PROBLEM DESCRIPTION>
Reproduce the whole listing below exactly.

RECORDED DATA>
[Start of section]

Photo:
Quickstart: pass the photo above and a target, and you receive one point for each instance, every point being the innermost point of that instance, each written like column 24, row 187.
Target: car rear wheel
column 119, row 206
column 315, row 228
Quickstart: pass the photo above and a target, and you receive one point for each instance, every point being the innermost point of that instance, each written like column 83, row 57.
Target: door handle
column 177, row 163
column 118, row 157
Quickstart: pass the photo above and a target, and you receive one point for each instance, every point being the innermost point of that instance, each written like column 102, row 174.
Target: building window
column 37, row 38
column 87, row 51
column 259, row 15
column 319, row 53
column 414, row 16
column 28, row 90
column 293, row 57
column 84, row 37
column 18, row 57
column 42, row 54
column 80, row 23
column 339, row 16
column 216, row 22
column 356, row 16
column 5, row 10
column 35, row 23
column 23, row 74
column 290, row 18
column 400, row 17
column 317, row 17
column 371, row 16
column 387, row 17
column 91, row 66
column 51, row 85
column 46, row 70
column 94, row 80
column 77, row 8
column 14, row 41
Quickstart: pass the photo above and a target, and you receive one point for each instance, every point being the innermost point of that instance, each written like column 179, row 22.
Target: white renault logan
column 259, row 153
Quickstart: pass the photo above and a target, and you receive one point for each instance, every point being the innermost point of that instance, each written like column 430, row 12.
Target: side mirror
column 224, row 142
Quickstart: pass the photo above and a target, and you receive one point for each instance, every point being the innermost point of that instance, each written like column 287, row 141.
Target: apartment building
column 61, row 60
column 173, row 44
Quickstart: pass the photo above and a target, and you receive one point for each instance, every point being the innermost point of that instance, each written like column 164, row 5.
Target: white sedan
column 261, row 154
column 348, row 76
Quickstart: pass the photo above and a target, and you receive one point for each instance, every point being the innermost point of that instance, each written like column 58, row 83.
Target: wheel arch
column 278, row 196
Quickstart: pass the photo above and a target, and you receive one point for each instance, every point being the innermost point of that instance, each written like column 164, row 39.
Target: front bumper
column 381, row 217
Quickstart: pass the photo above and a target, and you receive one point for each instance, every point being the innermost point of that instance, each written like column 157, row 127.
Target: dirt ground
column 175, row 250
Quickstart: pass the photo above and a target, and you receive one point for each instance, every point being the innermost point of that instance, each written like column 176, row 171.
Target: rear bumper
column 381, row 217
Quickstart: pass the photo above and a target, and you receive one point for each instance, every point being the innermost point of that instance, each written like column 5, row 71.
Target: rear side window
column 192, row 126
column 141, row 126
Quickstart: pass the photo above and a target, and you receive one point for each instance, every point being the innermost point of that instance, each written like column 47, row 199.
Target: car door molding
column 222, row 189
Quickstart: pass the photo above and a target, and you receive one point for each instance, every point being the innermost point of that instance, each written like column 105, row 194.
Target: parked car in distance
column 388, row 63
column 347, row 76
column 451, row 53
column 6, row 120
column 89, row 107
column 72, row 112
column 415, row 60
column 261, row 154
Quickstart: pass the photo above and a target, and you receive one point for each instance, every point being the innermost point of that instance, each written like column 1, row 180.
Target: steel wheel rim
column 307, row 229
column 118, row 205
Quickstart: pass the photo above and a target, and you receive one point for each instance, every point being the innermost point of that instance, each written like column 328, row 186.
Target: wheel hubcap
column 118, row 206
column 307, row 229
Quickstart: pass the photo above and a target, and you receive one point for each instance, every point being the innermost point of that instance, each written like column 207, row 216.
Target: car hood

[End of section]

OUTPUT BELOW>
Photo:
Quickstart: pass the photo above and a target, and you receive one point for each instance, every point being the innermost point of that instance, each written like column 24, row 187.
Target: car rear wheel
column 119, row 206
column 315, row 228
Quickstart: pass the photo above and a target, and you receive one point for each instance, every point being the innermost point of that instance, each written like column 83, row 57.
Target: door handle
column 177, row 163
column 118, row 157
Quickstart: pass the photo above and a target, and you receive one point for each instance, every point being the innermost point of that instance, each written like column 102, row 174.
Target: building window
column 37, row 38
column 87, row 51
column 259, row 15
column 319, row 53
column 414, row 16
column 28, row 90
column 293, row 57
column 84, row 37
column 18, row 57
column 42, row 54
column 80, row 23
column 339, row 16
column 216, row 22
column 356, row 16
column 5, row 10
column 35, row 23
column 23, row 74
column 290, row 18
column 400, row 17
column 317, row 17
column 371, row 16
column 387, row 17
column 91, row 66
column 51, row 85
column 46, row 70
column 94, row 80
column 77, row 8
column 14, row 41
Quickstart: pass the photo above and a target, and you receive one point for each instance, every point being the innermost point of that instance, each written like column 179, row 22.
Target: white renault logan
column 259, row 153
Quickstart: pass the photo above and a target, and you receive one point for each instance, every point being the innermost point of that instance, each written like column 430, row 12.
Target: side mirror
column 224, row 142
Quickstart: pass the photo above and a target, and you receive one point for each instance, every point being the innermost point of that instance, each written like column 287, row 141.
Target: apartment building
column 61, row 60
column 173, row 44
Quickstart: pass the photo above and a target, and you receive one point for each instance, every point being the innermost point of that instance, each written like column 164, row 5.
Target: white sedan
column 261, row 154
column 348, row 76
Quickstart: pass the photo above and a target, and you receive one point for each instance, every point being the innermost point of that instance, each written like column 58, row 83.
Target: wheel arch
column 278, row 196
Quickstart: pass the photo above and a target, and you receive one point for each instance, every point being the innermost point of that instance, each written like column 164, row 39.
Target: front bumper
column 381, row 217
Quickstart: pass the photo above and a target, and you receive one point for each instance, every point being the innermost point of that instance, each written like column 157, row 127.
Target: dirt ground
column 175, row 250
Quickstart: pass the photo above and a target, and you receive one point for each instance, every point being the innermost point of that instance, each written like column 176, row 171.
Target: rear bumper
column 381, row 217
Quickstart: pass the photo above and a target, and you receive one point for each instance, every point being the innermost point of that instance, each written like column 5, row 71.
Target: rear side window
column 192, row 126
column 141, row 126
Quickstart: pass the photo above and a target, and you receive one point for each instance, every point being the innermost point of that instance, each written like column 47, row 199.
Target: car door molding
column 222, row 189
Quickstart: pass the photo above and a target, and you receive one point for each instance, every point being the innermost point of that instance, each written like column 105, row 194.
Target: parked car in distance
column 388, row 63
column 347, row 76
column 451, row 53
column 6, row 120
column 89, row 107
column 72, row 112
column 415, row 60
column 261, row 154
Quickstart: pass the photo above and a target, and you receive one point for each instance, every point being the innermost point of that instance, each written like column 1, row 180.
Target: steel wheel rim
column 307, row 229
column 118, row 205
Quickstart: pass the photo above and a target, and you receive one point for each instance, every point being the innermost point of that instance, each written like column 328, row 186.
Target: wheel hubcap
column 118, row 206
column 307, row 229
Quickstart: pass the photo above and a target, and you receive one point for each instance, every point being the innermost point of that instance, each written like column 207, row 216.
Target: car hood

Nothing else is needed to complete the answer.